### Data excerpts

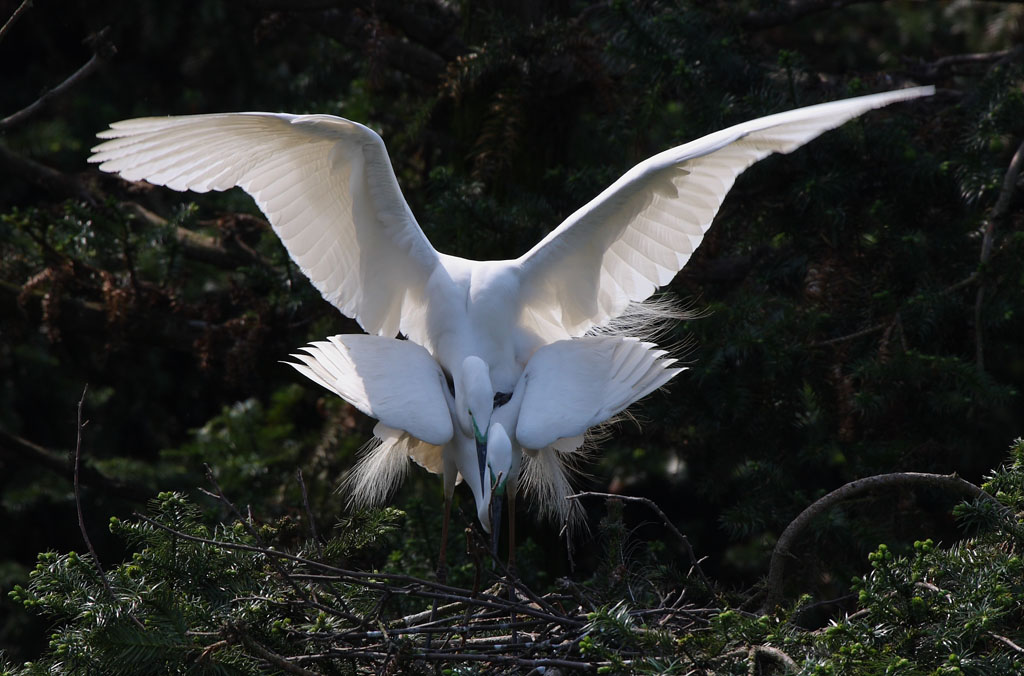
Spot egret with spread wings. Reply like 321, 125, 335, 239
89, 86, 932, 479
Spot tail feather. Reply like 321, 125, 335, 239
520, 446, 586, 529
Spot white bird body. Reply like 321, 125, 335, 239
287, 333, 681, 528
89, 86, 933, 532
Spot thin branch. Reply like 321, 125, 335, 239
906, 47, 1022, 79
0, 27, 116, 130
0, 426, 150, 501
0, 0, 32, 44
225, 624, 325, 676
296, 469, 323, 558
201, 467, 321, 609
991, 632, 1024, 655
132, 513, 583, 627
72, 386, 105, 577
740, 0, 885, 30
567, 491, 712, 590
975, 137, 1024, 371
72, 386, 146, 630
292, 648, 603, 671
764, 472, 1003, 610
810, 320, 888, 348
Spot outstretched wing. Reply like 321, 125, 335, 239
286, 334, 453, 446
515, 87, 934, 340
515, 336, 683, 450
90, 113, 440, 341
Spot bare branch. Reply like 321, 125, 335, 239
567, 491, 712, 591
72, 386, 146, 630
0, 426, 150, 501
296, 469, 323, 558
764, 471, 1003, 610
975, 137, 1024, 371
0, 144, 96, 202
0, 27, 116, 130
906, 47, 1023, 80
0, 0, 32, 44
225, 624, 326, 676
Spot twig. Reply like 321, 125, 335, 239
991, 632, 1024, 655
907, 48, 1022, 79
131, 513, 583, 627
975, 137, 1024, 371
226, 623, 325, 676
1, 27, 116, 130
291, 649, 602, 671
296, 469, 323, 558
810, 320, 888, 348
0, 426, 150, 501
71, 385, 146, 630
764, 471, 1003, 610
567, 491, 712, 590
200, 466, 356, 620
0, 0, 32, 44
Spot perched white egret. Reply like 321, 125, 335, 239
88, 86, 933, 488
285, 333, 682, 553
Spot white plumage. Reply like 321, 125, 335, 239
89, 86, 932, 537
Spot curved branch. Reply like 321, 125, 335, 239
975, 137, 1024, 370
0, 0, 32, 45
764, 471, 1002, 610
0, 27, 116, 130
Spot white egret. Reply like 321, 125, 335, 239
286, 333, 682, 561
88, 86, 934, 490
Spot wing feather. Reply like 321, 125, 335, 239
515, 336, 684, 450
90, 113, 440, 342
285, 334, 454, 446
515, 87, 934, 340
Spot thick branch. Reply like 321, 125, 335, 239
764, 472, 1002, 610
122, 202, 272, 270
0, 27, 116, 130
0, 144, 96, 202
975, 137, 1024, 370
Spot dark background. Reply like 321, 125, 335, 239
2, 0, 1023, 663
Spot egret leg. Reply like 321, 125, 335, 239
489, 496, 503, 566
437, 496, 451, 584
507, 487, 518, 645
427, 496, 452, 648
507, 488, 517, 574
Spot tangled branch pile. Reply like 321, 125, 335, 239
8, 438, 1024, 675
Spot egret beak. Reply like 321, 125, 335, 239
471, 415, 488, 489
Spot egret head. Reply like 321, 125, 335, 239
454, 356, 494, 489
486, 422, 513, 496
455, 356, 494, 440
477, 422, 513, 536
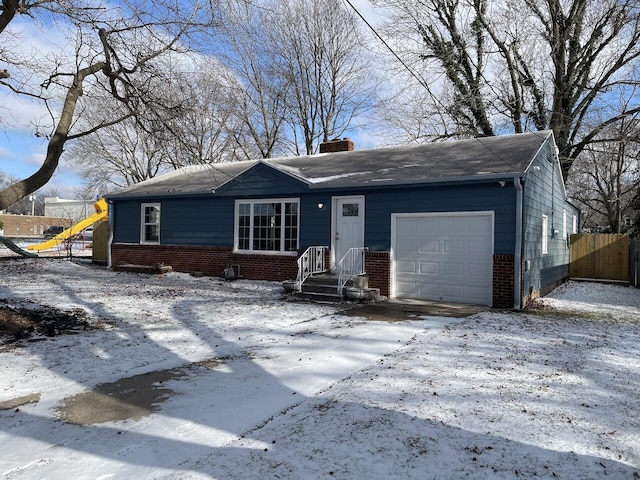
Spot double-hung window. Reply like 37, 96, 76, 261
141, 203, 161, 244
541, 214, 548, 254
235, 199, 299, 254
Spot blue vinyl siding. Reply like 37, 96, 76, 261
364, 182, 516, 253
217, 163, 308, 197
293, 182, 515, 253
521, 139, 579, 299
112, 200, 142, 243
112, 197, 235, 246
299, 194, 332, 248
112, 181, 517, 253
161, 197, 235, 245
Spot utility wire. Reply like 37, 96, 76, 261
341, 0, 456, 133
341, 0, 430, 92
343, 0, 535, 171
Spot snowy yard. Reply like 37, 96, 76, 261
0, 258, 639, 479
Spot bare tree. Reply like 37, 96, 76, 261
66, 55, 244, 194
0, 0, 210, 210
568, 117, 640, 232
66, 109, 169, 194
375, 0, 640, 179
163, 58, 246, 166
270, 0, 379, 155
212, 1, 289, 159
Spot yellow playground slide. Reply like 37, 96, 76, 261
28, 198, 108, 252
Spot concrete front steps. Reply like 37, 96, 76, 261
283, 274, 380, 303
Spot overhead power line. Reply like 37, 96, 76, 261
341, 0, 430, 91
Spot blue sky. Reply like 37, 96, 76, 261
0, 0, 383, 201
0, 124, 84, 199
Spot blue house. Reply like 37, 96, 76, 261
105, 131, 579, 309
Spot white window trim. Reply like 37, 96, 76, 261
140, 203, 161, 244
572, 214, 578, 234
542, 214, 548, 254
563, 209, 567, 239
234, 198, 300, 255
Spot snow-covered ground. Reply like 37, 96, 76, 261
0, 258, 638, 479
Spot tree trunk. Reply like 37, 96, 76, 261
0, 62, 104, 211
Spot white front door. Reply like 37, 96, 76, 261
332, 196, 365, 268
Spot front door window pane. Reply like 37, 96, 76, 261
342, 203, 359, 216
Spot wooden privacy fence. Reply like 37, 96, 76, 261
569, 234, 629, 282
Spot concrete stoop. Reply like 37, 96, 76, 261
283, 274, 380, 303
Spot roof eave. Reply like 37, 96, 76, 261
263, 159, 312, 186
308, 172, 525, 189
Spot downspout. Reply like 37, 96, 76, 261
107, 199, 113, 269
514, 177, 523, 310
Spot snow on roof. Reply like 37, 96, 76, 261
106, 161, 258, 199
107, 131, 553, 199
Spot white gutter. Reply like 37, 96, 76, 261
514, 177, 523, 310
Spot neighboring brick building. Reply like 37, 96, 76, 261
0, 214, 72, 238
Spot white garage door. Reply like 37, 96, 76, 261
392, 212, 494, 306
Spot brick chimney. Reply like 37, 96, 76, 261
319, 137, 355, 154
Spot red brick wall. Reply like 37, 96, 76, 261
111, 244, 298, 281
493, 254, 516, 309
112, 244, 518, 308
365, 250, 391, 297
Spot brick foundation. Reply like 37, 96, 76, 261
111, 244, 298, 281
365, 250, 391, 297
493, 254, 516, 309
112, 245, 518, 308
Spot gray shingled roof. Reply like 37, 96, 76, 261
106, 131, 551, 199
105, 161, 258, 198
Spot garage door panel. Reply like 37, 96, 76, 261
419, 283, 441, 298
397, 260, 417, 274
465, 242, 493, 258
442, 284, 464, 299
396, 281, 418, 296
417, 217, 440, 232
393, 213, 494, 306
467, 285, 491, 300
397, 218, 418, 233
418, 240, 439, 254
443, 217, 465, 234
443, 239, 465, 254
468, 217, 493, 234
467, 262, 492, 278
396, 236, 417, 250
443, 262, 464, 276
419, 261, 439, 275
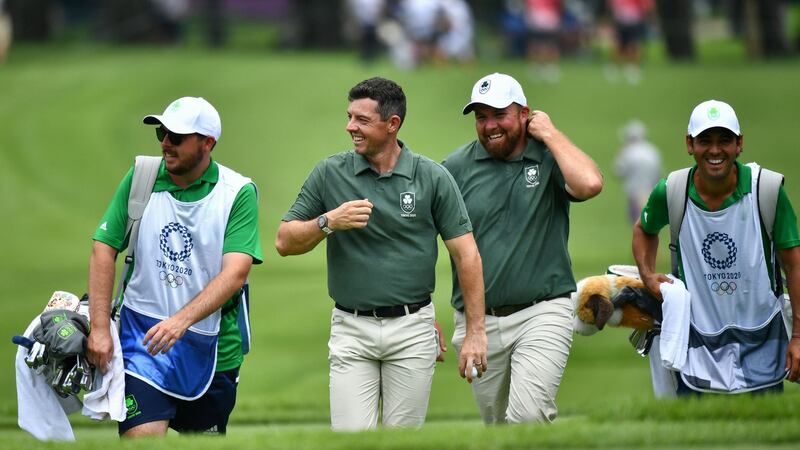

### WHAT IS EXPECTED
The result should be the same data as above, line for line, with the pictures gone.

### RESPONSE BELOW
Spot egret with spread wings. Reply like 321, 125, 335, 239
89, 86, 932, 479
Spot tail feather. Reply like 321, 125, 335, 239
520, 446, 586, 529
Spot white bird body. Reply like 321, 125, 335, 239
287, 333, 681, 528
89, 86, 933, 532
Spot thin branch. Reply like 321, 125, 335, 239
906, 47, 1022, 79
0, 27, 116, 130
0, 426, 150, 501
0, 0, 32, 44
225, 624, 325, 676
296, 469, 323, 558
201, 467, 321, 609
991, 632, 1024, 655
132, 513, 583, 627
72, 386, 105, 577
740, 0, 885, 30
567, 491, 712, 590
975, 137, 1024, 371
72, 386, 146, 630
292, 648, 603, 671
764, 472, 1003, 610
810, 320, 888, 348
Spot outstretched wing. Reply like 321, 125, 335, 239
286, 334, 453, 446
515, 87, 934, 340
515, 336, 683, 450
90, 113, 440, 341
Spot bare branch. Reply like 321, 125, 335, 239
567, 491, 712, 591
72, 386, 146, 630
0, 426, 150, 501
296, 469, 323, 558
764, 471, 1003, 610
975, 137, 1024, 371
0, 144, 96, 202
0, 27, 116, 130
906, 47, 1023, 80
0, 0, 32, 44
225, 624, 326, 676
Spot twig. Reply like 321, 125, 335, 239
991, 632, 1024, 655
907, 48, 1022, 79
131, 513, 583, 627
975, 137, 1024, 371
226, 623, 325, 676
1, 27, 116, 130
291, 649, 602, 671
296, 469, 323, 558
810, 320, 888, 348
0, 426, 150, 501
71, 385, 146, 630
764, 471, 1003, 610
567, 491, 712, 590
200, 466, 356, 620
0, 0, 32, 44
Spot perched white egret. Reply like 321, 125, 335, 239
88, 86, 933, 488
285, 333, 682, 553
Spot white plumage. Reply like 321, 125, 335, 239
89, 86, 932, 537
Spot curved branch. Reply like 321, 125, 335, 239
975, 137, 1024, 370
0, 0, 32, 45
764, 471, 1002, 610
0, 27, 116, 130
Spot white egret. Reply like 321, 125, 335, 239
286, 333, 682, 561
88, 86, 934, 490
Spot wing feather. Reply like 321, 125, 335, 239
515, 336, 684, 450
90, 113, 440, 342
285, 334, 454, 446
515, 87, 934, 340
Spot thick branch. Reply like 321, 125, 335, 239
764, 472, 1002, 610
122, 202, 272, 270
0, 27, 116, 130
0, 144, 96, 202
975, 137, 1024, 370
Spot dark background. Reply like 321, 125, 335, 239
2, 0, 1023, 663
Spot egret leg. Reply like 321, 125, 335, 239
489, 496, 503, 566
437, 496, 451, 584
507, 487, 518, 645
427, 496, 452, 648
507, 488, 517, 574
Spot tangled branch pile. Reply like 321, 125, 335, 239
8, 438, 1024, 675
Spot egret beak. Reply like 321, 125, 335, 239
471, 415, 488, 489
Spot egret head. Reply like 321, 125, 335, 239
454, 356, 494, 489
486, 422, 513, 496
455, 356, 494, 440
477, 422, 513, 536
Spot double-hung window. Reply like 37, 96, 76, 261
141, 203, 161, 244
541, 214, 548, 254
235, 199, 299, 254
Spot blue vinyl siding. Reply like 37, 96, 76, 261
364, 182, 516, 253
217, 163, 308, 197
293, 182, 515, 253
521, 139, 579, 299
112, 200, 142, 243
112, 197, 235, 246
299, 194, 332, 248
112, 181, 517, 253
161, 197, 235, 245
Spot utility wire. Reply like 37, 96, 76, 261
341, 0, 456, 133
341, 0, 430, 92
343, 0, 535, 171
Spot snowy yard. Reply like 37, 96, 76, 261
0, 258, 639, 479
Spot bare tree. Reply like 37, 96, 76, 261
66, 55, 244, 194
0, 0, 210, 210
568, 117, 640, 232
66, 109, 169, 194
375, 0, 640, 179
163, 58, 246, 166
270, 0, 379, 155
212, 1, 289, 159
Spot yellow playground slide. Reply like 37, 96, 76, 261
28, 198, 108, 252
Spot concrete front steps. Reply like 37, 96, 76, 261
283, 274, 380, 303
Spot overhead power line. Reply like 37, 96, 76, 261
341, 0, 430, 91
Spot blue sky. Reply like 37, 96, 76, 261
0, 0, 383, 201
0, 124, 84, 199
Spot blue house. Reply like 37, 96, 76, 261
105, 131, 579, 309
Spot white window trim. Reply like 37, 96, 76, 261
140, 203, 161, 244
572, 214, 578, 234
542, 214, 548, 254
563, 209, 567, 239
234, 198, 300, 255
Spot snow-covered ground. Reply like 37, 96, 76, 261
0, 258, 638, 479
Spot tree trunk. Reply like 37, 96, 76, 261
0, 62, 104, 211
Spot white front door. Reply like 37, 96, 76, 261
332, 196, 365, 268
Spot front door window pane. Reply like 37, 96, 76, 261
342, 203, 359, 216
Spot wooden privacy fence. Reply like 37, 96, 76, 261
569, 234, 629, 282
Spot concrete stoop. Reply like 37, 96, 76, 261
283, 274, 380, 303
Spot roof eave. Reply like 37, 96, 76, 261
263, 159, 312, 186
308, 172, 525, 189
Spot downspout. Reply like 37, 96, 76, 261
107, 199, 113, 269
514, 177, 523, 310
Spot snow on roof. Reply like 37, 96, 76, 261
106, 161, 258, 199
107, 131, 553, 199
Spot white gutter. Reply like 37, 96, 76, 261
514, 177, 523, 310
Spot neighboring brick building. Reply like 37, 96, 76, 261
0, 214, 72, 238
Spot white garage door. Reply like 37, 96, 76, 261
392, 212, 494, 306
Spot brick chimney. Reply like 37, 96, 76, 261
319, 137, 355, 154
Spot red brick wall. Reply like 37, 96, 76, 261
111, 244, 298, 281
493, 254, 516, 309
112, 244, 518, 308
365, 250, 391, 297
Spot brick foundation. Reply like 37, 96, 76, 261
111, 244, 298, 281
365, 250, 391, 297
493, 254, 516, 309
112, 245, 518, 308
Spot gray shingled roof. Reply like 37, 96, 76, 261
106, 131, 551, 199
105, 161, 258, 198
Spot garage door panel. Reply like 37, 96, 76, 261
419, 283, 441, 298
397, 260, 417, 274
465, 242, 493, 258
442, 284, 464, 299
396, 281, 418, 296
417, 217, 440, 232
393, 213, 494, 306
467, 285, 491, 300
397, 218, 418, 233
418, 240, 439, 254
443, 217, 465, 234
443, 239, 465, 254
468, 217, 493, 234
467, 262, 492, 278
396, 236, 417, 250
443, 262, 464, 276
419, 261, 439, 275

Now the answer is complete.